* **What you need to do**
Pictures in the records should not be copied, but every other part must be repeated exactly.

* **Dataset rows on where objects appear**
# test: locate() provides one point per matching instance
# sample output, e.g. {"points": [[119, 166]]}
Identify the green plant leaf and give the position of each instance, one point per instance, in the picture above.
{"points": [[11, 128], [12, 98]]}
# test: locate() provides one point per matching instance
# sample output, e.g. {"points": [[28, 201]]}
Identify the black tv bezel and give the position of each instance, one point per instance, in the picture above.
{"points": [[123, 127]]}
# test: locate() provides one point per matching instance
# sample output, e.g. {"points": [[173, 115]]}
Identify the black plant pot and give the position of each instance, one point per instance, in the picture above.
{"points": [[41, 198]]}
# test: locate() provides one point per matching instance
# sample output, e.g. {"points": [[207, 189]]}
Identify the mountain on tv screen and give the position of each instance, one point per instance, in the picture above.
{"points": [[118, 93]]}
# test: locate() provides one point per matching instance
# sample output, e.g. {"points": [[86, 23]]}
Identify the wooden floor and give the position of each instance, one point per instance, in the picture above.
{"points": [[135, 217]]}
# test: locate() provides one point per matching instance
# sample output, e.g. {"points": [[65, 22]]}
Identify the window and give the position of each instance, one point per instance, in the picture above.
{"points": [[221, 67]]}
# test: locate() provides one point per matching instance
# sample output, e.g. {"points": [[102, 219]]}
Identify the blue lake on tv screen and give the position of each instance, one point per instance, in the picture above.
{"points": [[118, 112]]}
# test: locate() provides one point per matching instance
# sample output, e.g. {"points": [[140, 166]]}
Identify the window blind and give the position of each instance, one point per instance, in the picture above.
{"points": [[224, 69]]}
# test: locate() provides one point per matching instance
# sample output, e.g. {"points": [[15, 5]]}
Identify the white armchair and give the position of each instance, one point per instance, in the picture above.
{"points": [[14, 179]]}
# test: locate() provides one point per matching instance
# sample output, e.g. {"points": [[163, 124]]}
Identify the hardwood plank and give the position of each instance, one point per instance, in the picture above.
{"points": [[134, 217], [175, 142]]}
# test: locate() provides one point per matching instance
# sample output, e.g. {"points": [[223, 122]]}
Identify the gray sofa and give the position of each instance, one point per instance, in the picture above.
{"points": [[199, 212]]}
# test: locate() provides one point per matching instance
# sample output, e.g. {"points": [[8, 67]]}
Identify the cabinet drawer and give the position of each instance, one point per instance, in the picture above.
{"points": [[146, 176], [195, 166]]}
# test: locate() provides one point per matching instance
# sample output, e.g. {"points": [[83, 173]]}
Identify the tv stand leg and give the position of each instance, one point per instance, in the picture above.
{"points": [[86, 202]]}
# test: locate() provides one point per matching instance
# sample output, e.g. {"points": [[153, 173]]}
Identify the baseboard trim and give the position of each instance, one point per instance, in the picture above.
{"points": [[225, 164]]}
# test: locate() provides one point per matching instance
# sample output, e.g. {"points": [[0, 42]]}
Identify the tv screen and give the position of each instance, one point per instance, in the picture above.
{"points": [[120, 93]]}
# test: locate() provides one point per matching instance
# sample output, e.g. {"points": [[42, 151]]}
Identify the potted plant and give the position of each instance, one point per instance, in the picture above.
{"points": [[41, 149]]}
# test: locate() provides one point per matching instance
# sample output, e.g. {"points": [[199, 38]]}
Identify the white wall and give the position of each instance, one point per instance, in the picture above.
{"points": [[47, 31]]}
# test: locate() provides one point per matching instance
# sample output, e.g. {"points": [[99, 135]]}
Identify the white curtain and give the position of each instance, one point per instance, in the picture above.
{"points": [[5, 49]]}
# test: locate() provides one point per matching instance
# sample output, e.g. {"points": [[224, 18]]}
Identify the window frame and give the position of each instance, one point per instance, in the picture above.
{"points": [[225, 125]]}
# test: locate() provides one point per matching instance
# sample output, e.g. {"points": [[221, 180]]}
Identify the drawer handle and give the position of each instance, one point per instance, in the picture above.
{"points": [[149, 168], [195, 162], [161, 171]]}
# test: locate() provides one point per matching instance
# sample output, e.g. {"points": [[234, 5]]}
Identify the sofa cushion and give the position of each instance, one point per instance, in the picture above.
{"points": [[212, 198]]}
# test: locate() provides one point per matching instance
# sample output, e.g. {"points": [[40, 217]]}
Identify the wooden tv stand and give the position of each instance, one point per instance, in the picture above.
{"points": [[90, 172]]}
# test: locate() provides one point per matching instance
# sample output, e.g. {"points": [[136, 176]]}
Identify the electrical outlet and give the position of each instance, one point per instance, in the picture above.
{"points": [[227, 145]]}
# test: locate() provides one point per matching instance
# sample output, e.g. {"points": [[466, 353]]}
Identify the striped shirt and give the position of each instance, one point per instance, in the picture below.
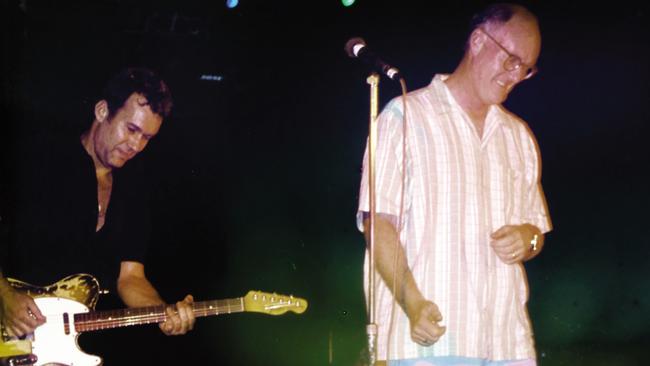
{"points": [[459, 188]]}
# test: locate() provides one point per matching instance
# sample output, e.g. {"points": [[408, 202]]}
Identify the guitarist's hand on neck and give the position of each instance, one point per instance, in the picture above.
{"points": [[18, 312], [181, 319]]}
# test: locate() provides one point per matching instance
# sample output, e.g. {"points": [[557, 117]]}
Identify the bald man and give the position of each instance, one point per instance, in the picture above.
{"points": [[460, 208]]}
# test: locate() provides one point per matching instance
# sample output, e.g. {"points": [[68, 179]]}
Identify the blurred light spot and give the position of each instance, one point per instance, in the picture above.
{"points": [[212, 77]]}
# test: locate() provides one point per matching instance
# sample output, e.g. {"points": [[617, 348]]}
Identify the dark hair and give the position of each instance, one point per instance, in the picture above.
{"points": [[495, 13], [498, 14], [142, 81]]}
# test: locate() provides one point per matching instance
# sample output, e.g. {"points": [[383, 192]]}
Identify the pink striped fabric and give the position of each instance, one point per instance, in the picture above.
{"points": [[459, 189]]}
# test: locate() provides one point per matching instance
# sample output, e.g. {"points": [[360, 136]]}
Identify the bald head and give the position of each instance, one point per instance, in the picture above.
{"points": [[496, 15]]}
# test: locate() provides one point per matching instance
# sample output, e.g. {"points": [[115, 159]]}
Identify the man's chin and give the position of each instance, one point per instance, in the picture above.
{"points": [[118, 163]]}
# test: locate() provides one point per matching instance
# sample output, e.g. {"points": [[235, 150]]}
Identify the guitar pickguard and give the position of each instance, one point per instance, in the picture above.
{"points": [[81, 287]]}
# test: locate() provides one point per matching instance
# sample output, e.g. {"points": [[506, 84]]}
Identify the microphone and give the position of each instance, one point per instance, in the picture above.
{"points": [[357, 48]]}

* **Problem solution**
# test: locate() provides one point per matching instance
# sample output, e.g. {"points": [[119, 166]]}
Identify the green plant leaf and give the position of each instance, one point per instance, in the picture above.
{"points": [[11, 128], [12, 98]]}
# test: locate() provides one point per matching instance
# sample output, e.g. {"points": [[28, 201]]}
Identify the black tv bezel and give the position of each instance, one point per instance, in the picture above.
{"points": [[123, 127]]}
# test: locate() provides one point per matching instance
# sample output, e.g. {"points": [[173, 115]]}
Identify the black plant pot and give the position of each instance, one point per instance, in the picture above.
{"points": [[41, 198]]}
# test: locate() provides one point per matching instance
# sample output, e.g. {"points": [[207, 189]]}
Identify the mountain on tv screen and give the position of each instance, one point per instance, in the picture above.
{"points": [[118, 93]]}
# test: locate() provides one point per matching instance
# sample output, e.g. {"points": [[86, 23]]}
Identify the wooden floor and give the position of each instance, one point per instance, in the picture above.
{"points": [[135, 217]]}
# test: locate() provides one point per matching instance
# sample output, e.g. {"points": [[65, 22]]}
Identify the window and give the position of each instance, one point per instance, in the picture above.
{"points": [[221, 67]]}
# test: locate() provides one point per matching instance
# sample output, e.g. {"points": [[102, 219]]}
Identify the blue lake on tv screen and give the position of each instance, one point per instance, in the picture above.
{"points": [[118, 112]]}
# test: locate() provides one point per matching instance
# sample output, e.g. {"points": [[140, 166]]}
Identify the window blind and give the position of each instance, one point per instance, in the picture above.
{"points": [[224, 69]]}
# test: locate() provides one point per matching instance
# sample output, e.g. {"points": [[15, 5]]}
Identify the white armchair and give the position of each instance, one point per instance, in the picture above.
{"points": [[14, 179]]}
# test: locate() provides one point per matching instance
# sample output, e.g. {"points": [[163, 124]]}
Identify the hardwood plank and give the position of each instance, one point per instance, in the picture above.
{"points": [[134, 217], [175, 142]]}
# test: locate() provides one point per matching instance
# sample output, e.g. {"points": [[223, 122]]}
Identify the gray sofa and give the position of each instance, one point per instance, in the picture above.
{"points": [[199, 212]]}
# test: locate() provides one point per matching instance
# sample output, e.g. {"points": [[8, 67]]}
Identify the cabinet drawer and give the position of each instance, one point per instance, in the picture above.
{"points": [[146, 176], [195, 166]]}
# test: locate() provides one point per matching instance
# sample output, e.g. {"points": [[83, 173]]}
Identify the tv stand leg and give the position of each instance, one point per instance, in the picture above.
{"points": [[86, 202]]}
# test: locate() provides one point per matching instance
# sample output, e.g. {"points": [[153, 173]]}
Identify the baseboard trim and give the position of each instance, one point per instance, in the picture above.
{"points": [[225, 164]]}
# test: locate() provides one point per matching instance
# sample output, e.g. {"points": [[0, 42]]}
Identify the tv screen and give the position of each instance, one point per instance, in the picture above.
{"points": [[120, 93]]}
# test: locate() provides one point per matching instance
# sample output, e.g. {"points": [[42, 151]]}
Identify the potted plant and give the position of each instance, one point per instance, in the picture above.
{"points": [[41, 149]]}
# test: locate() provides one point per matching instance
# sample output, e.g. {"points": [[199, 38]]}
Identify the white wall and give the position of each instance, one point per instance, in the picture above.
{"points": [[47, 31]]}
# test: locate() provides one point per matching instance
# sample output, e.g. {"points": [[99, 135]]}
Identify the white curtain and give the position of each instance, one point per instance, in the picture above.
{"points": [[5, 49]]}
# test: locate() provides one point per matching instance
# sample output, e.g. {"points": [[224, 18]]}
Identify the window frame and give the position of each instance, one point per instance, in the picture above.
{"points": [[225, 125]]}
# test: locate() provides one point per matching instance
# sample output, e.g. {"points": [[221, 180]]}
Identify the drawer handle and give the position of each instance, one point per instance, in the picture above.
{"points": [[149, 168], [195, 162], [161, 171]]}
# test: locate() provides one point per matching instance
# sample output, e.g. {"points": [[234, 5]]}
Identify the sofa cushion and give the position of each instance, one point per instance, in the picture above.
{"points": [[212, 198]]}
# test: locate() provides one point per matching instance
# sample output, e.g. {"points": [[40, 217]]}
Identify the wooden tv stand and give the position of each instance, one point per instance, in the picture above.
{"points": [[90, 172]]}
# test: locate() provides one point per matching instance
# sample output, e.g. {"points": [[136, 176]]}
Identify the electrical outlet and give the position of each instance, one point per instance, in the picture above.
{"points": [[227, 145]]}
# test: locate() provides one point per matching instance
# sample output, e.g. {"points": [[466, 353]]}
Identify the striped shirt and give the position of each instance, one point per instance, in the picture below.
{"points": [[459, 188]]}
# test: locate() provides one point per matching instance
# sample output, e.g. {"points": [[408, 202]]}
Identify the guitarist's hand on neck and give the position of each instance, one point per instance, in the picture above.
{"points": [[18, 312], [181, 319]]}
# test: locate() provides one point per matching instance
# sample output, e.g. {"points": [[557, 117]]}
Identify the bald man and give the position of each instance, one point per instance, in the picture above.
{"points": [[460, 208]]}
# test: locate() provides one point per matching instance
# sample output, e.g. {"points": [[68, 179]]}
Identify the blurred light spot and give the position of each instance, one point per instance, in the picture above.
{"points": [[212, 77]]}
# test: locate() provides one point per matching instance
# sample output, e.g. {"points": [[617, 348]]}
Identify the dark hair and give the position of each instance, one point per instance, in the picture above.
{"points": [[495, 13], [498, 14], [142, 81]]}
# test: locate() provides one point per matching instance
# sample output, e.g. {"points": [[383, 192]]}
Identify the pink striped fabric and give the position of each instance, one point per instance, in the picture above.
{"points": [[459, 189]]}
# test: locate() provides one point per matching instance
# sample output, e.g. {"points": [[360, 136]]}
Identify the bald head and give the position of each instance, one point per instance, in the picture above.
{"points": [[496, 15]]}
# test: locate() provides one point per matching instance
# sample output, e.g. {"points": [[115, 159]]}
Identify the man's chin and give the position of each instance, one point per instance, in the picture above.
{"points": [[118, 163]]}
# test: locate() provides one point per matching instance
# sample output, e.g. {"points": [[235, 150]]}
Identify the guitar pickguard and give the position of each instance, one point per instance, in the picture above.
{"points": [[81, 287]]}
# test: locate() provides one point per matching instance
# sample output, e.g. {"points": [[506, 84]]}
Identify the microphone and give the position of each instance, one point per instance, in the picture above.
{"points": [[357, 48]]}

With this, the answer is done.